_Your instructions_. Extract the complete data exactly as given.

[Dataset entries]
########################################

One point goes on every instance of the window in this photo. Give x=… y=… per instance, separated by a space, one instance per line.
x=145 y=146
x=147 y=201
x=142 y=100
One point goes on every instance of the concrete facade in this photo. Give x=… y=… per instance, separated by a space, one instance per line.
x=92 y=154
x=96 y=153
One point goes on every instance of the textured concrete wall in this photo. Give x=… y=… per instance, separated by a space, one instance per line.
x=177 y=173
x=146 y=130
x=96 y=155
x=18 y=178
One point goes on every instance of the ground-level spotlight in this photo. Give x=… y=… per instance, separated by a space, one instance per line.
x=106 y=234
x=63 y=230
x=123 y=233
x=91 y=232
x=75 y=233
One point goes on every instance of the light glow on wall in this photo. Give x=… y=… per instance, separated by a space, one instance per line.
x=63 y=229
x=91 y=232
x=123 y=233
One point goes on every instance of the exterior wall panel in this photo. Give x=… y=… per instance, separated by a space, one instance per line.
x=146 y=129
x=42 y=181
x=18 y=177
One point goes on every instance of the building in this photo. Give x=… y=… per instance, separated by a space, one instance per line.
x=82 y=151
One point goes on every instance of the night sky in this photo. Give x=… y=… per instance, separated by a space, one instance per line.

########################################

_Written response_.
One point goes on every instance of the window in this photo. Give x=… y=… per instance, separated by a space, one instance per line.
x=145 y=146
x=147 y=201
x=142 y=100
One point goes on every instance of the concrete facade in this photo. Give x=… y=… per instance, separated by a space, one instance per line.
x=92 y=154
x=96 y=153
One point goes on every instance of the textured concrete wall in this photo. Give x=… y=… per instance, separated by a space, one instance per line.
x=177 y=173
x=146 y=130
x=96 y=155
x=18 y=178
One point goes on every instance of the ground-level spotlight in this photo. Give x=… y=… per instance, separated by a space, one instance per line.
x=106 y=234
x=63 y=230
x=123 y=233
x=91 y=232
x=75 y=233
One point goes on every instance of the light glow on wall in this photo. Give x=… y=… per instance, separated by a space, one instance per line.
x=63 y=229
x=91 y=232
x=123 y=233
One point goes on every instance of the exterior wall panel in this photo. Give x=… y=… per instance, separated by a space, one instance per line.
x=146 y=129
x=42 y=181
x=18 y=177
One point goes on every instance of the building in this photo. Give x=… y=… per instance, separated by a space, one instance per line.
x=82 y=151
One point goes on every instance of the night sky in this photo. Give x=… y=… per instance, separated by a space, one instance per line.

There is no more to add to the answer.